▶ INPUT RECORDS
+ + + +

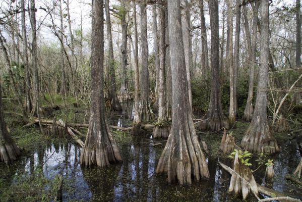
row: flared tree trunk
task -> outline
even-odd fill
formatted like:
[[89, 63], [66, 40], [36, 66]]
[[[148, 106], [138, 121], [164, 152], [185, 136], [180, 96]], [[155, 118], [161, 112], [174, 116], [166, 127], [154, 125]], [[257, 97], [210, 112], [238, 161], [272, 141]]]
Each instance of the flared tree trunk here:
[[[254, 4], [252, 3], [252, 4]], [[247, 121], [251, 121], [253, 118], [253, 113], [254, 113], [254, 107], [253, 104], [253, 97], [254, 96], [254, 83], [255, 77], [255, 69], [256, 66], [256, 42], [257, 37], [257, 24], [258, 22], [258, 2], [255, 3], [255, 6], [253, 7], [253, 26], [252, 28], [252, 36], [250, 33], [250, 28], [248, 24], [248, 20], [247, 17], [247, 8], [245, 6], [243, 6], [244, 15], [245, 16], [245, 28], [246, 30], [246, 34], [247, 35], [247, 41], [248, 41], [249, 48], [249, 66], [250, 74], [249, 81], [249, 91], [248, 94], [248, 99], [247, 99], [247, 104], [245, 108], [245, 112], [243, 116], [244, 120]], [[250, 42], [249, 42], [250, 41]], [[249, 45], [249, 44], [250, 44]]]
[[168, 0], [170, 55], [172, 67], [172, 110], [170, 135], [157, 173], [167, 173], [168, 182], [191, 184], [209, 177], [208, 166], [197, 139], [190, 106], [180, 20], [179, 0]]
[[201, 29], [201, 65], [203, 70], [203, 74], [205, 76], [209, 72], [209, 55], [208, 53], [208, 39], [207, 38], [207, 29], [206, 28], [206, 20], [204, 12], [204, 0], [199, 2], [200, 9], [200, 22]]
[[220, 100], [219, 79], [219, 57], [218, 36], [218, 3], [217, 0], [209, 2], [211, 25], [211, 64], [212, 78], [210, 105], [208, 111], [198, 126], [201, 130], [216, 131], [228, 128], [227, 119], [223, 114]]
[[166, 43], [165, 42], [165, 23], [164, 8], [158, 10], [158, 33], [159, 50], [159, 81], [158, 84], [158, 117], [153, 129], [153, 137], [168, 137], [170, 126], [167, 120], [166, 105], [165, 65]]
[[[148, 65], [148, 48], [147, 35], [147, 10], [146, 0], [141, 2], [141, 49], [142, 73], [141, 76], [141, 96], [138, 111], [136, 111], [134, 125], [143, 121], [149, 121], [154, 119], [154, 115], [151, 110], [149, 100], [149, 80]], [[136, 126], [136, 128], [137, 127]]]
[[25, 73], [25, 103], [26, 110], [30, 113], [32, 110], [32, 104], [30, 97], [30, 71], [28, 65], [28, 55], [27, 54], [27, 36], [26, 35], [26, 27], [25, 21], [25, 0], [21, 0], [21, 15], [22, 27], [22, 40], [23, 41], [23, 63], [24, 64], [24, 72]]
[[9, 136], [3, 116], [2, 88], [0, 84], [0, 162], [15, 161], [21, 154], [20, 150]]
[[108, 62], [107, 63], [107, 72], [109, 75], [108, 79], [108, 97], [110, 103], [113, 110], [121, 111], [122, 106], [117, 98], [115, 86], [115, 71], [114, 69], [114, 59], [113, 56], [113, 45], [111, 33], [111, 19], [109, 10], [109, 0], [105, 0], [105, 12], [106, 13], [106, 22], [107, 28], [107, 39], [108, 41]]
[[260, 4], [262, 30], [257, 95], [252, 122], [242, 139], [241, 146], [251, 153], [272, 154], [279, 149], [269, 127], [266, 113], [269, 47], [268, 1], [261, 0]]
[[126, 8], [124, 3], [122, 4], [123, 8], [120, 11], [120, 23], [122, 25], [122, 54], [120, 89], [119, 90], [119, 100], [126, 102], [130, 99], [128, 92], [127, 81], [127, 23], [126, 22]]
[[103, 167], [122, 161], [122, 156], [105, 118], [103, 1], [94, 0], [93, 2], [90, 118], [80, 163], [82, 166], [97, 165]]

+ + + +

▶ CHALLENGE
Set down every line of the material above without changing anything, and leave out the picture.

▶ OUTPUT FOR THIS EXERCISE
row: flared tree trunk
task -> outline
even-odd fill
formatted like:
[[89, 63], [66, 40], [36, 66]]
[[[148, 106], [138, 121], [164, 152], [185, 136], [180, 96]], [[155, 118], [161, 112], [174, 116], [166, 127], [154, 125]], [[257, 97], [210, 112], [238, 161], [272, 141]]]
Each instance of the flared tree trunk here:
[[[254, 4], [252, 3], [252, 4]], [[247, 121], [251, 121], [253, 118], [253, 113], [254, 113], [254, 107], [253, 104], [253, 97], [254, 96], [254, 83], [255, 77], [255, 69], [256, 66], [256, 42], [257, 37], [257, 24], [258, 22], [258, 2], [255, 3], [255, 6], [253, 7], [253, 26], [252, 28], [252, 36], [250, 33], [250, 28], [248, 24], [248, 20], [247, 17], [247, 8], [245, 6], [243, 6], [244, 15], [245, 16], [245, 28], [246, 30], [246, 34], [247, 35], [247, 41], [248, 41], [249, 48], [249, 66], [250, 74], [249, 81], [249, 91], [248, 94], [248, 99], [247, 99], [247, 104], [245, 108], [245, 112], [243, 116], [244, 120]], [[250, 42], [249, 42], [250, 41]], [[249, 45], [249, 44], [250, 44]]]
[[168, 0], [170, 55], [172, 67], [172, 110], [170, 135], [157, 173], [167, 173], [168, 182], [191, 184], [209, 177], [208, 166], [197, 139], [190, 106], [180, 20], [179, 0]]
[[201, 29], [201, 65], [203, 70], [203, 74], [205, 76], [209, 72], [209, 55], [208, 53], [208, 39], [207, 38], [207, 29], [206, 28], [206, 20], [204, 12], [204, 0], [199, 2], [200, 9], [200, 22]]
[[220, 100], [219, 79], [219, 57], [218, 36], [218, 3], [217, 0], [209, 2], [211, 25], [211, 64], [212, 78], [210, 105], [208, 111], [198, 126], [201, 130], [216, 131], [228, 128], [227, 119], [223, 114]]
[[166, 43], [165, 42], [165, 23], [164, 8], [158, 10], [158, 33], [159, 50], [159, 81], [158, 84], [158, 117], [153, 129], [153, 137], [168, 137], [170, 126], [167, 120], [166, 105], [165, 65]]
[[[148, 65], [148, 48], [147, 35], [147, 10], [146, 0], [141, 2], [141, 49], [142, 73], [141, 76], [141, 96], [138, 111], [136, 111], [134, 125], [143, 121], [149, 121], [154, 119], [154, 115], [151, 110], [149, 100], [149, 80]], [[136, 126], [136, 128], [137, 127]]]
[[25, 73], [25, 103], [26, 110], [30, 113], [32, 110], [32, 104], [30, 97], [30, 71], [28, 65], [28, 55], [27, 54], [27, 36], [26, 35], [26, 27], [25, 21], [25, 0], [21, 0], [21, 15], [22, 27], [22, 40], [23, 41], [23, 63], [24, 64], [24, 72]]
[[9, 136], [3, 116], [2, 88], [0, 84], [0, 162], [15, 161], [21, 154], [20, 150]]
[[108, 62], [107, 63], [107, 72], [109, 75], [108, 79], [108, 97], [110, 103], [113, 110], [121, 111], [122, 106], [117, 98], [115, 86], [115, 71], [114, 69], [114, 59], [113, 56], [113, 45], [111, 33], [111, 19], [109, 10], [109, 0], [105, 0], [105, 12], [106, 13], [106, 22], [107, 28], [107, 39], [108, 41]]
[[260, 4], [262, 30], [257, 95], [252, 122], [242, 139], [241, 146], [251, 153], [272, 154], [279, 149], [269, 127], [266, 113], [269, 47], [268, 1], [261, 0]]
[[126, 8], [124, 3], [122, 4], [123, 8], [120, 11], [120, 23], [122, 25], [122, 54], [120, 89], [119, 90], [119, 100], [126, 102], [130, 99], [128, 92], [127, 81], [127, 23], [126, 22]]
[[103, 167], [122, 161], [122, 156], [105, 118], [103, 1], [94, 0], [93, 2], [90, 118], [80, 163], [82, 166], [97, 165]]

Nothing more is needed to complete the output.